The records that follow are to be repeated in full, with no pictures retained.

-=-=-

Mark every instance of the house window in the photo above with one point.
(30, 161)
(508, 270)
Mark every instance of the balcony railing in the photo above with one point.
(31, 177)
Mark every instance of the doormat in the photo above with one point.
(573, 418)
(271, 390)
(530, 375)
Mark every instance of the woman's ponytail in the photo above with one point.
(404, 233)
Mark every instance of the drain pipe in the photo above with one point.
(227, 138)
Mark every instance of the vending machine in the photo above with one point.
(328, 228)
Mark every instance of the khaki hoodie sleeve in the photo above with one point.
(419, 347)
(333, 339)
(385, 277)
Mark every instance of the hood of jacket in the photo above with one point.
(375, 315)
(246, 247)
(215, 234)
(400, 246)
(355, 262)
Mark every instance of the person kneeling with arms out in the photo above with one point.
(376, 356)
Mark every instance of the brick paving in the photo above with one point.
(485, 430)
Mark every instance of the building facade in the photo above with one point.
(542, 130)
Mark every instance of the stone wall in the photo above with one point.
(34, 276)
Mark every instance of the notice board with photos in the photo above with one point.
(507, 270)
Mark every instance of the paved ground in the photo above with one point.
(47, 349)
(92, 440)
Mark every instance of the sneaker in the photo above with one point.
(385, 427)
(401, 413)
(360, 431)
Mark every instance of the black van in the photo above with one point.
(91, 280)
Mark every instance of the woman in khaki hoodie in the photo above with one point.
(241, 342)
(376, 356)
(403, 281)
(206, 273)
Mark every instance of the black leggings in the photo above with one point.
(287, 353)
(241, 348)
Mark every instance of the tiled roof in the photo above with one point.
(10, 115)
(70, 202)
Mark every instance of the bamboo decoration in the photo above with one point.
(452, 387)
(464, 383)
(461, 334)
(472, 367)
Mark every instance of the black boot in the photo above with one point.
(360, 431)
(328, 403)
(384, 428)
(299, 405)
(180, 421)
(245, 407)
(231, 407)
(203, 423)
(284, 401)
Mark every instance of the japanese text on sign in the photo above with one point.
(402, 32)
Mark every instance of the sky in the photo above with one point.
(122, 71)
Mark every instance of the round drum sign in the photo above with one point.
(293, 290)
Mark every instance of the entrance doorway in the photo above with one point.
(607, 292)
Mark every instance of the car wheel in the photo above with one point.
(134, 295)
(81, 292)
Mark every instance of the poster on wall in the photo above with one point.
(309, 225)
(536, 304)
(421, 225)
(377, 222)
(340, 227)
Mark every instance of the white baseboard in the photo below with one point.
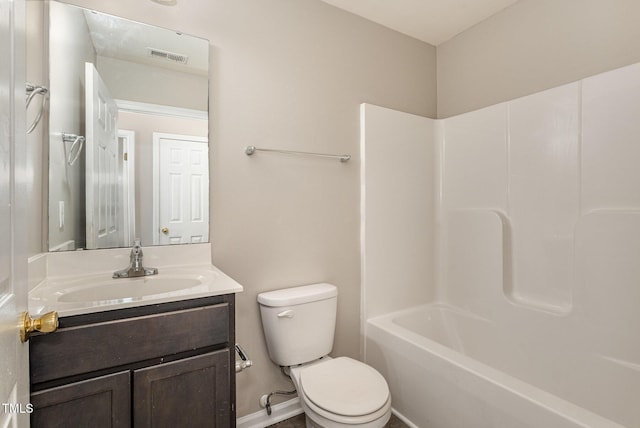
(279, 412)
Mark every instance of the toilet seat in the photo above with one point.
(345, 389)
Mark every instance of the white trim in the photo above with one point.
(161, 110)
(279, 413)
(69, 245)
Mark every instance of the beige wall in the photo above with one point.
(535, 45)
(290, 74)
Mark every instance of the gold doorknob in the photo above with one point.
(47, 323)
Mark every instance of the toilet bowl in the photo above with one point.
(342, 392)
(299, 326)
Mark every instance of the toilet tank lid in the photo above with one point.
(298, 295)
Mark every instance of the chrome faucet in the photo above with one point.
(135, 267)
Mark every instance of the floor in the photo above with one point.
(298, 422)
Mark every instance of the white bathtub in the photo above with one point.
(448, 368)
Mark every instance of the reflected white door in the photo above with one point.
(103, 185)
(181, 189)
(14, 375)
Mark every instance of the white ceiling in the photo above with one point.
(432, 21)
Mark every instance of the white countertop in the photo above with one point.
(77, 290)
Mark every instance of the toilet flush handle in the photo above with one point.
(286, 314)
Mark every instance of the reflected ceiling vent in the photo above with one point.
(168, 56)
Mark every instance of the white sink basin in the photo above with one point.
(127, 288)
(75, 295)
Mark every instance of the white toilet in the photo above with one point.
(299, 325)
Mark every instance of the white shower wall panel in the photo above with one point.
(611, 140)
(543, 192)
(397, 169)
(474, 156)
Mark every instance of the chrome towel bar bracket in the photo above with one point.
(249, 150)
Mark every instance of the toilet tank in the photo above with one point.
(299, 322)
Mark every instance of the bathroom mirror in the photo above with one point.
(128, 132)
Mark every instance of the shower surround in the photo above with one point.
(501, 258)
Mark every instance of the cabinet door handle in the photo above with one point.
(47, 323)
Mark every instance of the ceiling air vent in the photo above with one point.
(168, 56)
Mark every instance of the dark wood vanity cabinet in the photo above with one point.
(165, 365)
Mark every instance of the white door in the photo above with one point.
(14, 355)
(103, 187)
(181, 189)
(126, 172)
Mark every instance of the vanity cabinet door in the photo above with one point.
(192, 392)
(100, 402)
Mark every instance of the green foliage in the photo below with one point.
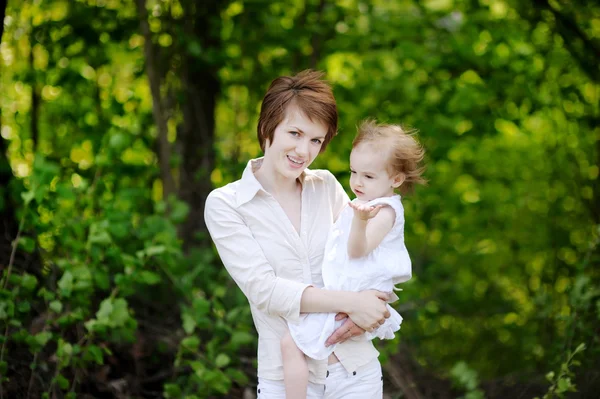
(561, 383)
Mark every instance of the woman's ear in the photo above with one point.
(398, 180)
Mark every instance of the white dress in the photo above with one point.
(383, 268)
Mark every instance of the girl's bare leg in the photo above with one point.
(295, 369)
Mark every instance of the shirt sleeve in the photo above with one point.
(244, 260)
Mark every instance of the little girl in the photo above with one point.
(365, 249)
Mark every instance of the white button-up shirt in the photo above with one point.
(273, 264)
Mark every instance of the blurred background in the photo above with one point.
(118, 117)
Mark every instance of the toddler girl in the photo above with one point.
(365, 249)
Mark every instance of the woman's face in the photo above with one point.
(296, 143)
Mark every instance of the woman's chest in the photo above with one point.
(293, 252)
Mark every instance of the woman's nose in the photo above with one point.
(302, 147)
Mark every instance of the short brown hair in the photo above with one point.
(405, 153)
(309, 92)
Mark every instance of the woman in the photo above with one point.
(270, 229)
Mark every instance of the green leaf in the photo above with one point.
(7, 309)
(28, 196)
(27, 243)
(155, 250)
(94, 353)
(580, 348)
(563, 385)
(55, 306)
(189, 323)
(240, 338)
(23, 307)
(149, 278)
(66, 284)
(43, 338)
(172, 391)
(62, 382)
(28, 282)
(190, 343)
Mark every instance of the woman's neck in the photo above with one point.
(273, 182)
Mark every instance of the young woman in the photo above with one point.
(270, 229)
(365, 249)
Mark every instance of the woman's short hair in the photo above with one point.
(405, 154)
(310, 93)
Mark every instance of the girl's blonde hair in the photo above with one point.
(405, 154)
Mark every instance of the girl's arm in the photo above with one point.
(244, 260)
(369, 226)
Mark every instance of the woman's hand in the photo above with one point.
(346, 331)
(369, 310)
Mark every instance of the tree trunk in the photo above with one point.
(8, 222)
(201, 88)
(164, 147)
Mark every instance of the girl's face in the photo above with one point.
(369, 176)
(296, 143)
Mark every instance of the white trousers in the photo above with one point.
(365, 383)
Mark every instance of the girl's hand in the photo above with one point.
(365, 212)
(370, 309)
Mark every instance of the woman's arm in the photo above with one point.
(367, 309)
(243, 258)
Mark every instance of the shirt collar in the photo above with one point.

-=-=-

- [REPLY TO THE EXERCISE]:
Mark every instance of the house window in the photo above with one point.
(30, 161)
(508, 270)
Mark every instance of the balcony railing in the photo above with one point.
(31, 177)
Mark every instance of the doormat in the photo above with one point.
(573, 418)
(271, 390)
(530, 375)
Mark every instance of the woman's ponytail in the photo above with one point.
(404, 233)
Mark every instance of the drain pipe in the photo above with one point.
(227, 138)
Mark every instance of the vending machine in the photo above with one point.
(328, 228)
Mark every instance of the khaki hoodie sleeve in the photo above with one point.
(419, 347)
(333, 339)
(385, 277)
Mark every instance of the hood of jacket in the photo above with one point.
(375, 315)
(246, 247)
(215, 234)
(400, 246)
(355, 262)
Mark every instance of the person kneeling with arms out in the photo above with one point.
(376, 356)
Mark every instance of the brick paving in the photo above with one point.
(485, 430)
Mark every instance of the building facade in the photo above with one point.
(542, 130)
Mark every instance of the stone wall in the photo above with one point.
(34, 276)
Mark every instance of the notice board with photos in the photo above with one point.
(507, 270)
Mark every instance of the paved ground in the photo above with one point.
(47, 349)
(92, 440)
Mark every instance of the sneaker in the photo above with one point.
(385, 427)
(401, 413)
(360, 431)
Mark every instance of the black van in the photo above with one point.
(91, 280)
Mark every instance of the woman in khaki hoodie in the photo above with one point.
(241, 342)
(376, 356)
(403, 281)
(206, 273)
Mark every instance of the black leggings in the photo above with one point.
(287, 353)
(241, 348)
Mark every instance of the tiled roof in the photo above with one point.
(10, 115)
(70, 202)
Mark every instance of the bamboo decoration in the photo above with one point.
(452, 387)
(464, 383)
(461, 334)
(472, 367)
Mark every instance of the black boot in the photo above with one point.
(360, 431)
(328, 403)
(384, 428)
(299, 405)
(180, 421)
(245, 407)
(231, 407)
(203, 423)
(284, 401)
Mark every instance of the japanese text on sign in the photo above with one point.
(402, 32)
Mark every instance of the sky in the photo above with one point.
(122, 71)
Mark every instance of the round drum sign in the photo above with one point.
(293, 290)
Mark every instance of the entrance doorway in the photo above with one point.
(607, 292)
Mark every instance of the car wheel in the photo above with one point.
(134, 295)
(81, 292)
Mark every instance of the poster on wall in the photo above with one point.
(309, 225)
(536, 304)
(421, 225)
(377, 222)
(340, 227)
Mark every instance of the white baseboard in the photo below with one point.
(279, 412)
Mark every instance of the toilet seat in the photo above with one point.
(345, 389)
Mark every instance of the white trim in the photo above with one point.
(161, 110)
(279, 413)
(69, 245)
Mark every instance of the beige wall in the photo above with one point.
(535, 45)
(290, 74)
Mark every instance of the gold doorknob in the photo above with one point.
(47, 323)
Mark every instance of the toilet bowl in the photo above with one point.
(342, 392)
(299, 326)
Mark every instance of the toilet tank lid in the photo above with one point.
(298, 295)
Mark every instance of the chrome faucet in the photo above with one point.
(135, 267)
Mark every instance of the floor in the photo above with one point.
(298, 422)
Mark every instance of the white bathtub in the photo above with one point.
(448, 368)
Mark every instance of the reflected white door in the photo above with one point.
(103, 185)
(181, 189)
(14, 375)
Mark every instance of the white ceiling in the photo above with one point.
(432, 21)
Mark every instance of the white countertop in the photo above with one point.
(77, 290)
Mark every instance of the toilet flush handle in the photo above with one point.
(286, 314)
Mark every instance of the reflected ceiling vent in the photo above with one point.
(168, 56)
Mark every instance of the white sink basin in the photo above with one point.
(127, 288)
(75, 295)
Mark every instance of the white toilet in the photo above with one point.
(299, 325)
Mark every instance of the white shower wall panel in the photo above with one point.
(611, 140)
(543, 192)
(397, 169)
(474, 156)
Mark every instance of the chrome towel bar bracket in the photo above with one point.
(249, 150)
Mark every instance of the toilet tank in the photo above with one point.
(299, 322)
Mark every instance of the bathroom mirror in the photo above with one point.
(128, 132)
Mark every instance of the shower surround in the photo above with one point.
(501, 258)
Mark every instance of the cabinet door handle in the photo above with one point.
(47, 323)
Mark every instance of the ceiling air vent in the photo above with one point.
(168, 56)
Mark every instance of the dark wood vanity cabinet in the photo above with one point.
(165, 365)
Mark every instance of the white door in the photo above with one point.
(14, 355)
(103, 187)
(181, 189)
(126, 172)
Mark every instance of the vanity cabinet door in the photo above with one point.
(192, 392)
(100, 402)
Mark every instance of the green foliage in the photo below with one point.
(561, 383)
Mark every instance of the woman's ear in the photo above with one point.
(398, 180)
Mark every instance of the white dress in the photo above with one point.
(383, 268)
Mark every instance of the girl's bare leg in the photo above with one point.
(295, 369)
Mark every instance of the shirt sleeve in the photo above with one point.
(244, 260)
Mark every instance of the little girl in the photo above with one point.
(365, 249)
Mark every instance of the white button-up shirt in the photo above with one point.
(273, 264)
Mark every instance of the blurred background in the photo above with one point.
(118, 117)
Mark every instance of the toddler girl in the photo above with one point.
(365, 249)
Mark every instance of the woman's face in the photo above with one point.
(296, 143)
Mark every instance of the woman's chest in the photo above with one point.
(293, 252)
Mark every instance of the woman's nose in the photo above with one point.
(302, 147)
Mark every instance of the short brown hair in the photo above with one point.
(405, 153)
(309, 92)
Mark every instance of the woman in the photo above with one point.
(270, 229)
Mark every instance of the green leaf in the photo above with one point.
(7, 309)
(28, 196)
(27, 243)
(155, 250)
(94, 353)
(580, 348)
(563, 385)
(55, 306)
(189, 323)
(240, 338)
(23, 307)
(149, 278)
(66, 284)
(43, 338)
(172, 391)
(62, 382)
(28, 282)
(190, 343)
Mark every instance of the woman's neck in the photo above with one point.
(273, 182)
Mark every instance of the young woman in the photo above with one point.
(270, 229)
(365, 249)
Mark every instance of the woman's short hair in the photo above with one point.
(405, 154)
(310, 93)
Mark every instance of the girl's blonde hair in the photo above with one point.
(405, 154)
Mark every instance of the girl's arm in the photo above with one point.
(244, 260)
(369, 226)
Mark every instance of the woman's hand in the photo above with one point.
(346, 331)
(369, 310)
Mark every instance of the tree trunk in the photo above with one point.
(8, 222)
(201, 88)
(164, 147)
Mark every instance of the girl's face in the photo above with one point.
(369, 176)
(296, 143)
Mark every instance of the white trousers in the photo above with one point.
(365, 383)
Mark every instance of the girl's hand in the photo above with one point.
(365, 212)
(370, 309)
Mark every instance of the woman's arm in the photo above with one point.
(367, 309)
(243, 258)
Mark every instance of the shirt collar in the photo above with one point.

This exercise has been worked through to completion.